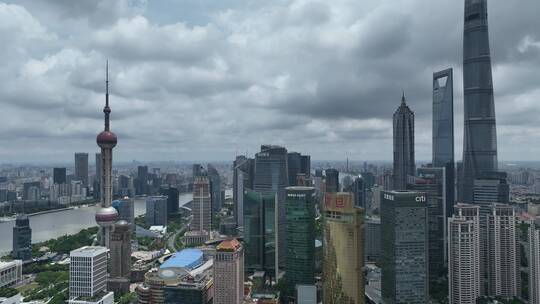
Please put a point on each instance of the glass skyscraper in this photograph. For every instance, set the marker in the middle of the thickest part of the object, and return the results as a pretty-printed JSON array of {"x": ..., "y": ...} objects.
[
  {"x": 431, "y": 181},
  {"x": 22, "y": 239},
  {"x": 300, "y": 226},
  {"x": 404, "y": 250},
  {"x": 260, "y": 232},
  {"x": 271, "y": 177},
  {"x": 404, "y": 164},
  {"x": 443, "y": 131},
  {"x": 480, "y": 134}
]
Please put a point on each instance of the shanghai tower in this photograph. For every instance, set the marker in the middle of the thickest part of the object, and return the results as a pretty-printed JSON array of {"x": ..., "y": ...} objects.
[{"x": 480, "y": 136}]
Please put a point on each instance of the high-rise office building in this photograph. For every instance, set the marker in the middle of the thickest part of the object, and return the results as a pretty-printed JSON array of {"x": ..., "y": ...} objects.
[
  {"x": 464, "y": 255},
  {"x": 243, "y": 175},
  {"x": 22, "y": 239},
  {"x": 404, "y": 164},
  {"x": 431, "y": 181},
  {"x": 106, "y": 140},
  {"x": 156, "y": 211},
  {"x": 126, "y": 210},
  {"x": 81, "y": 168},
  {"x": 502, "y": 262},
  {"x": 534, "y": 262},
  {"x": 404, "y": 252},
  {"x": 98, "y": 178},
  {"x": 215, "y": 188},
  {"x": 142, "y": 180},
  {"x": 359, "y": 191},
  {"x": 260, "y": 233},
  {"x": 202, "y": 204},
  {"x": 59, "y": 176},
  {"x": 120, "y": 258},
  {"x": 173, "y": 200},
  {"x": 300, "y": 228},
  {"x": 491, "y": 187},
  {"x": 443, "y": 131},
  {"x": 229, "y": 273},
  {"x": 480, "y": 134},
  {"x": 271, "y": 177},
  {"x": 197, "y": 170},
  {"x": 331, "y": 180},
  {"x": 294, "y": 166},
  {"x": 87, "y": 271},
  {"x": 343, "y": 247},
  {"x": 10, "y": 273},
  {"x": 305, "y": 165},
  {"x": 372, "y": 240}
]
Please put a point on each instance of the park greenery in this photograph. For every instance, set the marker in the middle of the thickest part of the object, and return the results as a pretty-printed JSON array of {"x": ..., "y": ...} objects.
[
  {"x": 7, "y": 292},
  {"x": 52, "y": 285}
]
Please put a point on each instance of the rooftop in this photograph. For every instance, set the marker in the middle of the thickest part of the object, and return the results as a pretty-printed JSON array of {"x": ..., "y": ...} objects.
[
  {"x": 89, "y": 251},
  {"x": 187, "y": 258},
  {"x": 229, "y": 245}
]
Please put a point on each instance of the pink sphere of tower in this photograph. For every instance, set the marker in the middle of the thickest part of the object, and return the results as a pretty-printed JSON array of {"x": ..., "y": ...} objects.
[
  {"x": 107, "y": 139},
  {"x": 106, "y": 216}
]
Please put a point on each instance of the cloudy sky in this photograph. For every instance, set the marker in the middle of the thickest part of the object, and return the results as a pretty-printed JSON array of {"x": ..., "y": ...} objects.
[{"x": 206, "y": 79}]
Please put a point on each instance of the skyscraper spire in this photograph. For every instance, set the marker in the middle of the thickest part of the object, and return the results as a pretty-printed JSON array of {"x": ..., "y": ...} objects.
[
  {"x": 404, "y": 163},
  {"x": 107, "y": 109},
  {"x": 106, "y": 140}
]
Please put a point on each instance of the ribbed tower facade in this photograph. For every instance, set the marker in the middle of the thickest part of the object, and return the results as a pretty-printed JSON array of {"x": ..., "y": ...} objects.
[
  {"x": 480, "y": 136},
  {"x": 464, "y": 255},
  {"x": 106, "y": 140},
  {"x": 403, "y": 145}
]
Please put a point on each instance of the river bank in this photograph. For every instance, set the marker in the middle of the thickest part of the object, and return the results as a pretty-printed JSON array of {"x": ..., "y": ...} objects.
[{"x": 52, "y": 225}]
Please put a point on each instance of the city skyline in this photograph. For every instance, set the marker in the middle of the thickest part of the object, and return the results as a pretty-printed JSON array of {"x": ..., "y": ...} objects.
[{"x": 262, "y": 96}]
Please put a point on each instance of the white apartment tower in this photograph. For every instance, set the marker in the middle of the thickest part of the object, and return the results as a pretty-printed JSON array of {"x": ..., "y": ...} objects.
[
  {"x": 534, "y": 263},
  {"x": 502, "y": 261},
  {"x": 87, "y": 271},
  {"x": 464, "y": 255},
  {"x": 229, "y": 273}
]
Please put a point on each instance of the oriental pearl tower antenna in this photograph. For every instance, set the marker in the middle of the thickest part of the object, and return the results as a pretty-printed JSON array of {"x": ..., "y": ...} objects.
[{"x": 106, "y": 140}]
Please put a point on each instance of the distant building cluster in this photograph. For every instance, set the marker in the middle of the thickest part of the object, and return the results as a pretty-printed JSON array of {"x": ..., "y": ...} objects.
[{"x": 299, "y": 232}]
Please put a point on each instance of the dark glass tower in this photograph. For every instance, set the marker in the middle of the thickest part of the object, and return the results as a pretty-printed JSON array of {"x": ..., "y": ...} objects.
[
  {"x": 59, "y": 176},
  {"x": 300, "y": 222},
  {"x": 480, "y": 136},
  {"x": 22, "y": 239},
  {"x": 443, "y": 131},
  {"x": 215, "y": 188},
  {"x": 271, "y": 177},
  {"x": 404, "y": 247},
  {"x": 431, "y": 181},
  {"x": 260, "y": 233},
  {"x": 332, "y": 180},
  {"x": 403, "y": 145}
]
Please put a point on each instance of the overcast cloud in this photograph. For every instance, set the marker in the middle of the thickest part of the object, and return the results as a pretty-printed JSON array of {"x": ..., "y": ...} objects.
[{"x": 206, "y": 79}]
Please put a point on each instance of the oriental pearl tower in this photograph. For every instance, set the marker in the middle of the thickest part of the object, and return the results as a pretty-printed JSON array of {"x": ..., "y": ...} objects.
[{"x": 106, "y": 140}]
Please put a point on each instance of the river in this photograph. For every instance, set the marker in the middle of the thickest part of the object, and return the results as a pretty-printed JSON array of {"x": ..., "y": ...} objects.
[{"x": 55, "y": 224}]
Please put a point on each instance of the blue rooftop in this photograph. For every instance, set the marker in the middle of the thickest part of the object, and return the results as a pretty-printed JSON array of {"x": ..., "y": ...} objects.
[{"x": 187, "y": 258}]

────────────────────

**Do this:**
Repeat exactly, and only, the lines from the line containing "Please put a point on each instance of the overcast" through the last line of the records above, both included.

**Full output:**
Please put a point on each instance of the overcast cloud in this photograph. For every instance, set the marker in the middle of the thickest part of the object, and return the results as a pretty-printed JSON array of {"x": ..., "y": ...} objects.
[{"x": 206, "y": 79}]
Please put a point on each instance of the oriental pearl tower in this photograph. For every instance, set the marker in the middle of the thickest part of the object, and return the results as a pretty-printed JSON array of {"x": ..., "y": ...} objects.
[{"x": 106, "y": 140}]
Please put a point on each instance of the river in this photograph. For every instance, set the marker in the middle of the thickest part of the object, and return the results as a pretty-printed JSON array of {"x": ..., "y": ...} objects.
[{"x": 55, "y": 224}]
Please put a point on each instance of the blue rooftop in this photograph. For every instance, set the marker in the middle of the thickest part of the object, and return the results as a pretty-printed JSON array of {"x": ..., "y": ...} objects.
[{"x": 187, "y": 258}]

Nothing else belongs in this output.